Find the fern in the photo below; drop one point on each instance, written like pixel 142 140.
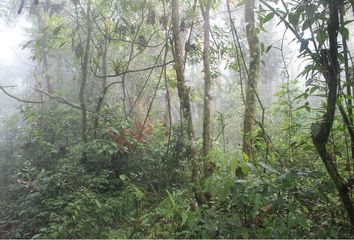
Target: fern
pixel 128 201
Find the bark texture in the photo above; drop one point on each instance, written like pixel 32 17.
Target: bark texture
pixel 321 130
pixel 207 81
pixel 84 69
pixel 253 79
pixel 183 93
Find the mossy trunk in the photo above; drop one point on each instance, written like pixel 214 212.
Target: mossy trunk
pixel 183 93
pixel 321 130
pixel 253 78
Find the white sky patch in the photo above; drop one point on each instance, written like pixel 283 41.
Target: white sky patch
pixel 15 62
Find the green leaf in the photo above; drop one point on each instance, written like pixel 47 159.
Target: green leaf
pixel 268 17
pixel 269 168
pixel 321 37
pixel 345 32
pixel 122 177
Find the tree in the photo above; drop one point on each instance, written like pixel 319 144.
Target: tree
pixel 183 93
pixel 252 79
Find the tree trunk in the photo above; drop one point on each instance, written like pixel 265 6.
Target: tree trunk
pixel 253 79
pixel 207 79
pixel 84 69
pixel 43 49
pixel 183 93
pixel 101 98
pixel 321 130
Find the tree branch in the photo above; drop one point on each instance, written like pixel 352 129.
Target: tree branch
pixel 18 99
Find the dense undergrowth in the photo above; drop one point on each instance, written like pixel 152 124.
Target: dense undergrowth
pixel 145 192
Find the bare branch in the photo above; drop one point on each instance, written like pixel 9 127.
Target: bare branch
pixel 59 99
pixel 18 99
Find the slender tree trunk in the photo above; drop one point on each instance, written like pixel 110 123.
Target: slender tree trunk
pixel 207 80
pixel 183 93
pixel 104 85
pixel 253 79
pixel 43 49
pixel 321 130
pixel 84 69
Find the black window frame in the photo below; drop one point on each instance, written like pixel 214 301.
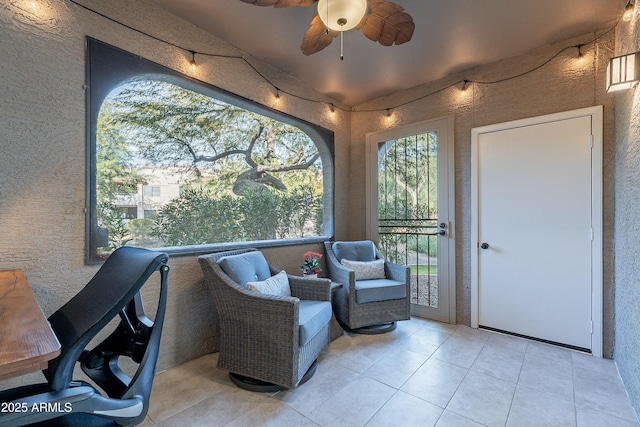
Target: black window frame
pixel 109 67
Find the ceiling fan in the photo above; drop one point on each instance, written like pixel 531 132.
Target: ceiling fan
pixel 381 21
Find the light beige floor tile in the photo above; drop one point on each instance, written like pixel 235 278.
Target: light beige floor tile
pixel 483 398
pixel 357 352
pixel 439 326
pixel 499 362
pixel 547 376
pixel 532 408
pixel 219 409
pixel 146 423
pixel 327 381
pixel 459 351
pixel 407 411
pixel 591 363
pixel 508 342
pixel 436 381
pixel 396 368
pixel 178 389
pixel 425 341
pixel 589 418
pixel 463 331
pixel 359 375
pixel 601 392
pixel 271 413
pixel 450 419
pixel 353 405
pixel 541 352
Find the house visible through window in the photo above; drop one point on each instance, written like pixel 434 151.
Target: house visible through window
pixel 181 164
pixel 152 191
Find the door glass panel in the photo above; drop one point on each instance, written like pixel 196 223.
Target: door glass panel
pixel 408 210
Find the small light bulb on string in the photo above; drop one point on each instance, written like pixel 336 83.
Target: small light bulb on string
pixel 580 54
pixel 628 11
pixel 465 86
pixel 192 62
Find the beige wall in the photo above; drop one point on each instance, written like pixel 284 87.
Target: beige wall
pixel 42 141
pixel 563 84
pixel 627 222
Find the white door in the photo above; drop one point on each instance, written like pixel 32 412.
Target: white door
pixel 534 250
pixel 410 198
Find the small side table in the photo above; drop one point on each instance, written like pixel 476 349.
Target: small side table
pixel 335 330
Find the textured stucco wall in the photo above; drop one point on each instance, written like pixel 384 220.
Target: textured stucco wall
pixel 563 84
pixel 43 159
pixel 627 222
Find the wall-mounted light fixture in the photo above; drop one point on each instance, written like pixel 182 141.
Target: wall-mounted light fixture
pixel 623 72
pixel 628 12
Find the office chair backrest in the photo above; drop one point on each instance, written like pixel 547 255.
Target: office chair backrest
pixel 111 290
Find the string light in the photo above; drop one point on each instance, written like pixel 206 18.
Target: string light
pixel 466 83
pixel 193 63
pixel 580 54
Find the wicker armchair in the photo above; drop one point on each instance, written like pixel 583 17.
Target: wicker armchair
pixel 367 306
pixel 267 342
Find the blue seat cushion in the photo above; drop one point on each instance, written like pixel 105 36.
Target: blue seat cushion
pixel 246 267
pixel 379 290
pixel 363 250
pixel 312 317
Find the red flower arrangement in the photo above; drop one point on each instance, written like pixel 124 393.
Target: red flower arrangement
pixel 311 264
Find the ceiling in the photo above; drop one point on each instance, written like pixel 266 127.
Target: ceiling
pixel 450 36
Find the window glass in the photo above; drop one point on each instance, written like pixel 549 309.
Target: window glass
pixel 181 165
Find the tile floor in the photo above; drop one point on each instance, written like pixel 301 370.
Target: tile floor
pixel 422 374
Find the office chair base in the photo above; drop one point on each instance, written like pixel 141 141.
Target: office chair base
pixel 251 384
pixel 381 328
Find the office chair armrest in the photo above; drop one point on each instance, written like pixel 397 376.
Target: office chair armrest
pixel 310 288
pixel 43 406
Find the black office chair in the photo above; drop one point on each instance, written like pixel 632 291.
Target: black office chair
pixel 113 290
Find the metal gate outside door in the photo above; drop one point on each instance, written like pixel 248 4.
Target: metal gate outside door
pixel 412 226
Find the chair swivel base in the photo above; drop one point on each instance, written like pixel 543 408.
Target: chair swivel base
pixel 252 384
pixel 381 328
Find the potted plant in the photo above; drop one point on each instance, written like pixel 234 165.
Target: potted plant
pixel 311 265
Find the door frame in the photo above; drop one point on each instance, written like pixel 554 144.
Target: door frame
pixel 596 114
pixel 446 188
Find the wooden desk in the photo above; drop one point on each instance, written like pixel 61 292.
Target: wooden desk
pixel 27 342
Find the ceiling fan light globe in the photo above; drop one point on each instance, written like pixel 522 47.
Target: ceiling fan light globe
pixel 349 13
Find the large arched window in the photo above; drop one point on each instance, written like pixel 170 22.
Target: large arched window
pixel 180 165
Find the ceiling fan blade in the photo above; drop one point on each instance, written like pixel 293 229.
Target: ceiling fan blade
pixel 387 24
pixel 280 3
pixel 317 37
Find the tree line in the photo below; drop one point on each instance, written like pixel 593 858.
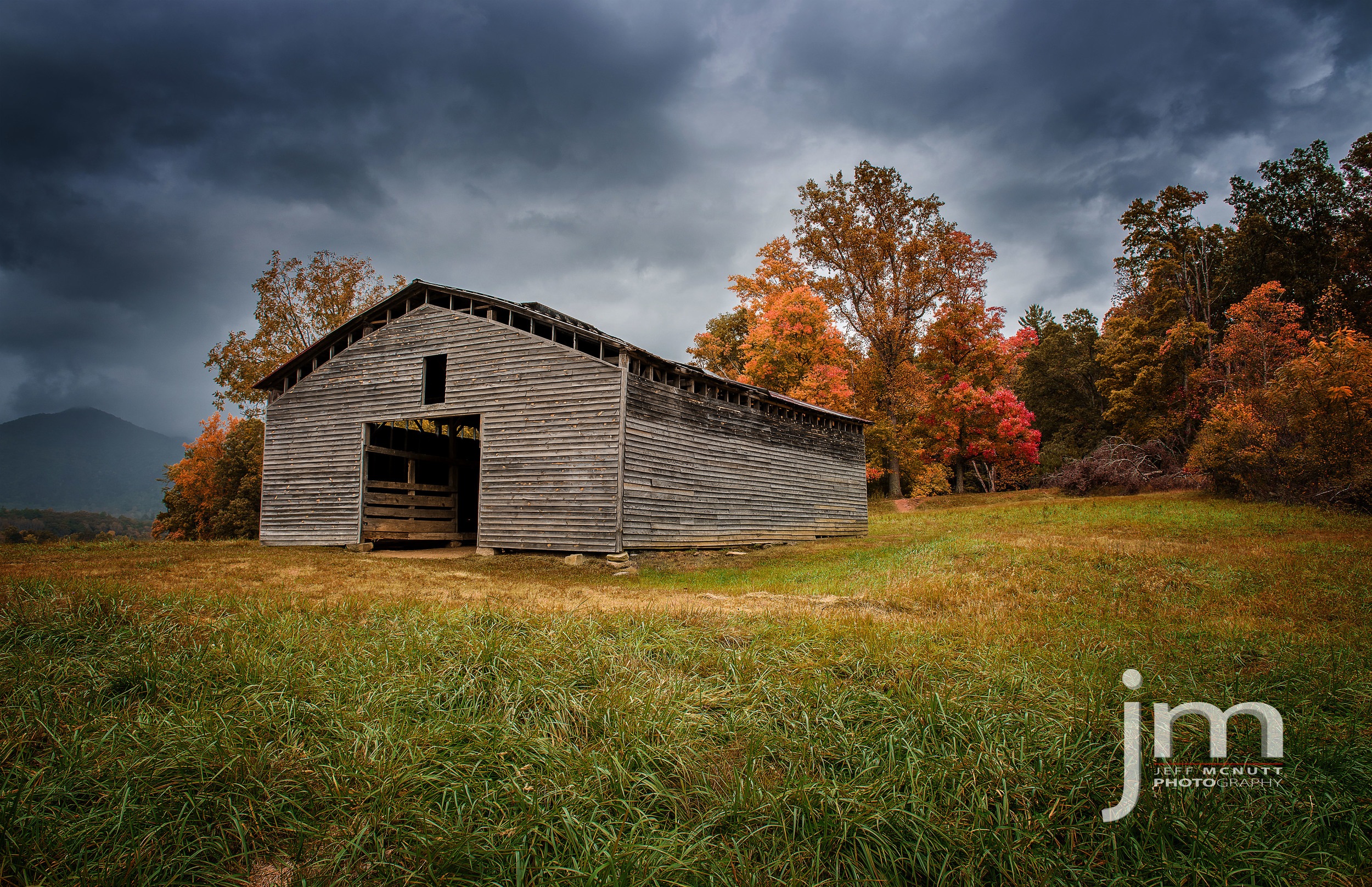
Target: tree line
pixel 1238 350
pixel 1242 346
pixel 1235 350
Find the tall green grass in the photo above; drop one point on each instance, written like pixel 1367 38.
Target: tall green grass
pixel 173 741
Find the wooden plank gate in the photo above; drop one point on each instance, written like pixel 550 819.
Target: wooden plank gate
pixel 421 479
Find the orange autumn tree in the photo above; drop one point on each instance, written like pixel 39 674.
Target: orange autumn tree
pixel 1297 420
pixel 297 305
pixel 216 490
pixel 781 336
pixel 1264 335
pixel 882 259
pixel 968 412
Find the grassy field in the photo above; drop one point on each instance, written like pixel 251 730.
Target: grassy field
pixel 939 702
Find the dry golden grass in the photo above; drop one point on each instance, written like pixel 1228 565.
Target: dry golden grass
pixel 937 702
pixel 1008 564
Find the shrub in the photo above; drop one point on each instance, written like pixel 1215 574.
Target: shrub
pixel 1126 466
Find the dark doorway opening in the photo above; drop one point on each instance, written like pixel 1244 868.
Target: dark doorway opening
pixel 420 480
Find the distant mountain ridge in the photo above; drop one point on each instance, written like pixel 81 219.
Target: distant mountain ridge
pixel 84 460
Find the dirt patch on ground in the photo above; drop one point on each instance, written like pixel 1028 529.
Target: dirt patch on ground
pixel 424 554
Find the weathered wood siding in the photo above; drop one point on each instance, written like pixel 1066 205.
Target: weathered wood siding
pixel 549 434
pixel 703 472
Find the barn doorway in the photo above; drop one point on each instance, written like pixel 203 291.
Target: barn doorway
pixel 420 480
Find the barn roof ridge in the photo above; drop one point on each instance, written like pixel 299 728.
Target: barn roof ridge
pixel 324 343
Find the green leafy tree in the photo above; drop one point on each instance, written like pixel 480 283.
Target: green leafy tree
pixel 1060 380
pixel 1307 225
pixel 1165 319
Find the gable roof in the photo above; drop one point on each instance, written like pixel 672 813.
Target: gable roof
pixel 419 294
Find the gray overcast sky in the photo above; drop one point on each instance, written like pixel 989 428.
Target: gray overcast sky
pixel 616 161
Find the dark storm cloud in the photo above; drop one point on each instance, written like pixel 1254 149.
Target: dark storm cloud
pixel 618 161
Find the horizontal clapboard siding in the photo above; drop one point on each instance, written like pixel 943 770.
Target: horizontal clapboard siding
pixel 701 472
pixel 549 434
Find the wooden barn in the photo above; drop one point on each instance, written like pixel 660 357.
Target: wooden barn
pixel 448 416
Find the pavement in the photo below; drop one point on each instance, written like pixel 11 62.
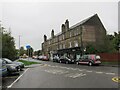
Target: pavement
pixel 56 75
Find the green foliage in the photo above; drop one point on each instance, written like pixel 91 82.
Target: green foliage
pixel 8 46
pixel 111 43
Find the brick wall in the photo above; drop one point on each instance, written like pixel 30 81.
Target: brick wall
pixel 110 57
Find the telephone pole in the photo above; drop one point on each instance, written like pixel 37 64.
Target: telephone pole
pixel 19 46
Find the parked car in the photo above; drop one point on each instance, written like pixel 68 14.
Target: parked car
pixel 3 68
pixel 44 58
pixel 89 60
pixel 20 64
pixel 40 57
pixel 66 60
pixel 56 59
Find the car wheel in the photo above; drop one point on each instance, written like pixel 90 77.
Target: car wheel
pixel 90 64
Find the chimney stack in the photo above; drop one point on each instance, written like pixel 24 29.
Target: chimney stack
pixel 63 28
pixel 45 38
pixel 52 33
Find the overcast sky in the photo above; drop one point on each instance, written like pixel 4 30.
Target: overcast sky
pixel 31 20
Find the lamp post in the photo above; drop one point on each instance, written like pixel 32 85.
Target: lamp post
pixel 119 48
pixel 81 40
pixel 28 47
pixel 19 46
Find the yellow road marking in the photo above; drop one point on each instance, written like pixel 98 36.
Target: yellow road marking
pixel 116 79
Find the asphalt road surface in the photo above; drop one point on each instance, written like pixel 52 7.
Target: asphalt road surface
pixel 56 75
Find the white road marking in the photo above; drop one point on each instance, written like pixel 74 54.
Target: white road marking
pixel 110 73
pixel 80 70
pixel 99 72
pixel 75 75
pixel 89 71
pixel 69 68
pixel 17 78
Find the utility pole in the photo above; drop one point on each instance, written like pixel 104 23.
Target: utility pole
pixel 81 40
pixel 19 46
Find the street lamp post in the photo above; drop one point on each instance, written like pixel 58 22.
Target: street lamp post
pixel 81 41
pixel 19 46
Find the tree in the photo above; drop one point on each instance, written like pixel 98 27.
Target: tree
pixel 8 46
pixel 38 53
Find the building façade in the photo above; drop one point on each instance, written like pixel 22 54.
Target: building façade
pixel 73 40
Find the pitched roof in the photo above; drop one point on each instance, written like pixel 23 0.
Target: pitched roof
pixel 82 22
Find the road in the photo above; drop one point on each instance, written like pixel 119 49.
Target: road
pixel 56 75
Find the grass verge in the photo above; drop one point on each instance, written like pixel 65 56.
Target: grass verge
pixel 28 62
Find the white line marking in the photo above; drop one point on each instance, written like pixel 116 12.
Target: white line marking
pixel 99 72
pixel 110 73
pixel 17 79
pixel 89 71
pixel 80 70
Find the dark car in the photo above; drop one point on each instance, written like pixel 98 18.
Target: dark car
pixel 20 64
pixel 3 68
pixel 66 60
pixel 89 60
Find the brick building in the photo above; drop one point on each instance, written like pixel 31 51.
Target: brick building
pixel 73 40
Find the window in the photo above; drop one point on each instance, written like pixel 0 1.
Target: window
pixel 70 34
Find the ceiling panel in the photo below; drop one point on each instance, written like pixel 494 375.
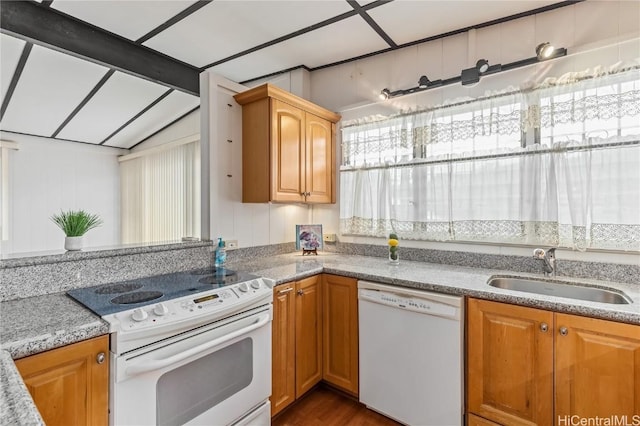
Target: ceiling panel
pixel 52 85
pixel 344 39
pixel 406 20
pixel 167 110
pixel 129 19
pixel 224 28
pixel 121 98
pixel 10 51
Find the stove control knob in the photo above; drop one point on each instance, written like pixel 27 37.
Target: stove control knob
pixel 139 314
pixel 160 309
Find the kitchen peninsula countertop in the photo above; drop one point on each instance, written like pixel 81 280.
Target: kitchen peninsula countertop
pixel 40 323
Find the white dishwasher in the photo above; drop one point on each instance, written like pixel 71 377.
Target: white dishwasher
pixel 411 354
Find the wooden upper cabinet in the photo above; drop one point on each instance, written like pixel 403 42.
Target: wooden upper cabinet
pixel 340 330
pixel 597 368
pixel 287 152
pixel 288 148
pixel 510 363
pixel 320 160
pixel 68 384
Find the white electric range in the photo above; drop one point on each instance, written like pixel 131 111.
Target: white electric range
pixel 187 348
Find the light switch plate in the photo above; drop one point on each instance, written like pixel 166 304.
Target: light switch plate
pixel 329 238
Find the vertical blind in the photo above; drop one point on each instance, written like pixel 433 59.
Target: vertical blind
pixel 160 193
pixel 555 165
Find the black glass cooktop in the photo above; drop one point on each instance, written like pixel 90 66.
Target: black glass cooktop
pixel 111 298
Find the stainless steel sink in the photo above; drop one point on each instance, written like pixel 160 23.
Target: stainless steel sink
pixel 571 291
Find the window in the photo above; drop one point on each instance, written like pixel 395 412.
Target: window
pixel 557 165
pixel 160 190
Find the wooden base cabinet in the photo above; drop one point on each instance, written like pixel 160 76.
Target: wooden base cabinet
pixel 297 341
pixel 70 385
pixel 340 330
pixel 528 366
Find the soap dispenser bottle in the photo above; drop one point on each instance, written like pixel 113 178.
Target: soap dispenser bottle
pixel 220 255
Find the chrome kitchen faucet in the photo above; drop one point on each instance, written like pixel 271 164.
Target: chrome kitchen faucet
pixel 549 258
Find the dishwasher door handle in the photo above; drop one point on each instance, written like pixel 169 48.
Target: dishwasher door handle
pixel 410 303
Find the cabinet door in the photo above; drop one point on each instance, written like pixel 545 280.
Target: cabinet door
pixel 320 159
pixel 510 363
pixel 287 152
pixel 597 368
pixel 283 373
pixel 68 384
pixel 473 420
pixel 340 324
pixel 308 359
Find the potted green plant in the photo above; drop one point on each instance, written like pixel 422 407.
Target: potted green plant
pixel 75 223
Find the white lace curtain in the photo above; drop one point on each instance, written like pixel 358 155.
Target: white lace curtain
pixel 558 165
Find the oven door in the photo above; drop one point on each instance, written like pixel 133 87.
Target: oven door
pixel 214 375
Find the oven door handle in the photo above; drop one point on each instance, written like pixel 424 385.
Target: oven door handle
pixel 161 363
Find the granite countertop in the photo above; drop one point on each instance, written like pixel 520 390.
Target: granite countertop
pixel 16 405
pixel 448 279
pixel 36 324
pixel 30 326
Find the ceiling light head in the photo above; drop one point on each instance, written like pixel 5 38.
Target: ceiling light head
pixel 482 66
pixel 424 82
pixel 545 51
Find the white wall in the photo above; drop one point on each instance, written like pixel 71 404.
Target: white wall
pixel 594 32
pixel 252 224
pixel 187 126
pixel 46 176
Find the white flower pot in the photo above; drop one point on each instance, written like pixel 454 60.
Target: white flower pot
pixel 73 243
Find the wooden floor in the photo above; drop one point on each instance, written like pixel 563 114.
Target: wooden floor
pixel 325 407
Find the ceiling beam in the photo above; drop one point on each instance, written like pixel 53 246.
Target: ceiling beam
pixel 30 21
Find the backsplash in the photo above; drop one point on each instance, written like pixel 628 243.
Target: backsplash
pixel 35 276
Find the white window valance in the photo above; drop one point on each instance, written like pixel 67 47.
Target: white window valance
pixel 558 164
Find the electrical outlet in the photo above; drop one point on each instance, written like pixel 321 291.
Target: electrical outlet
pixel 329 238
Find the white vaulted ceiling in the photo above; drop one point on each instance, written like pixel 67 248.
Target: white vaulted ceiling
pixel 46 92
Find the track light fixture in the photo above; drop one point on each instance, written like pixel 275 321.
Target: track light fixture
pixel 385 94
pixel 472 75
pixel 423 82
pixel 482 66
pixel 544 52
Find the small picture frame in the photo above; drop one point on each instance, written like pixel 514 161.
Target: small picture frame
pixel 309 239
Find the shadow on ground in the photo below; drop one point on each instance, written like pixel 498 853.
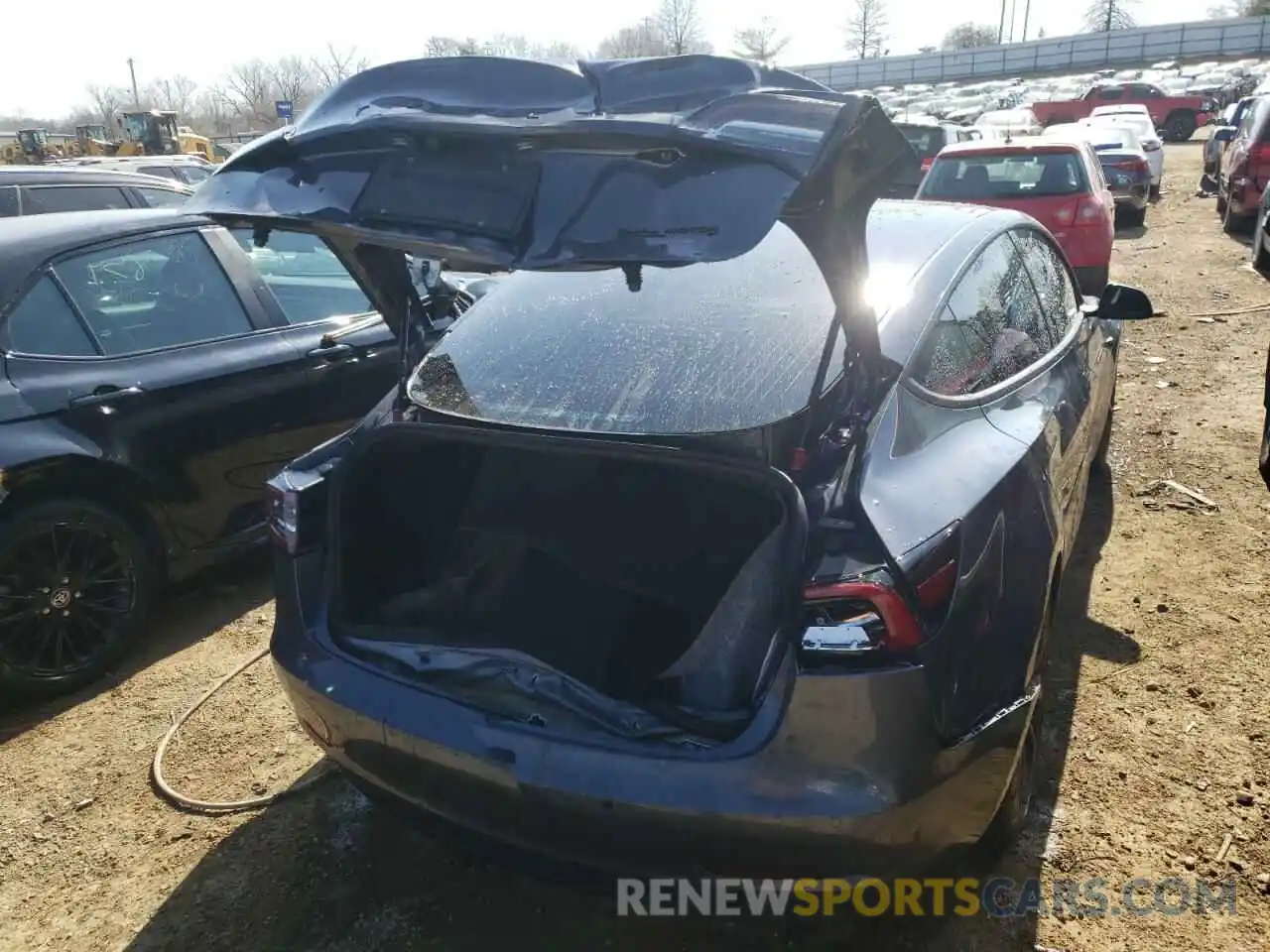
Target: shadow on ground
pixel 185 613
pixel 329 873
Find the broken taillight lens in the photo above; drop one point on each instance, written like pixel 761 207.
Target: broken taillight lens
pixel 853 619
pixel 296 511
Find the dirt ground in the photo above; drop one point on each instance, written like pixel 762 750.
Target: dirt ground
pixel 1159 721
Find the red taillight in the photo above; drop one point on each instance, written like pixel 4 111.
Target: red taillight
pixel 857 619
pixel 1086 211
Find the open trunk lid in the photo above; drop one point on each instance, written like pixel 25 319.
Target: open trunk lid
pixel 498 164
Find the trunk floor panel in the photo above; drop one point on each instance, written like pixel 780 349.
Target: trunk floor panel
pixel 626 574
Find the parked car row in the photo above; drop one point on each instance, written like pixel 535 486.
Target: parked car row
pixel 1180 98
pixel 610 536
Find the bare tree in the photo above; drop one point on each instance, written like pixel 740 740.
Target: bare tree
pixel 1106 16
pixel 105 102
pixel 680 23
pixel 643 39
pixel 335 64
pixel 968 36
pixel 866 28
pixel 762 42
pixel 294 81
pixel 176 94
pixel 248 89
pixel 448 46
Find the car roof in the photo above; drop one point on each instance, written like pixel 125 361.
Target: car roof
pixel 80 176
pixel 28 241
pixel 897 245
pixel 1020 144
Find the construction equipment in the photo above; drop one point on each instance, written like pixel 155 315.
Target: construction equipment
pixel 93 140
pixel 33 145
pixel 191 144
pixel 151 132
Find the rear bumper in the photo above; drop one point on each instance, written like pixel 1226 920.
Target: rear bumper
pixel 1243 195
pixel 1137 197
pixel 846 779
pixel 1092 280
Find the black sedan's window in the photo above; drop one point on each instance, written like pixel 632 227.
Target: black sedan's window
pixel 702 348
pixel 45 325
pixel 308 280
pixel 162 291
pixel 992 329
pixel 39 199
pixel 162 197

**What needs to be done:**
In the material above, please count the lines that hold the word "below" and answer with only that number.

**The answer:**
6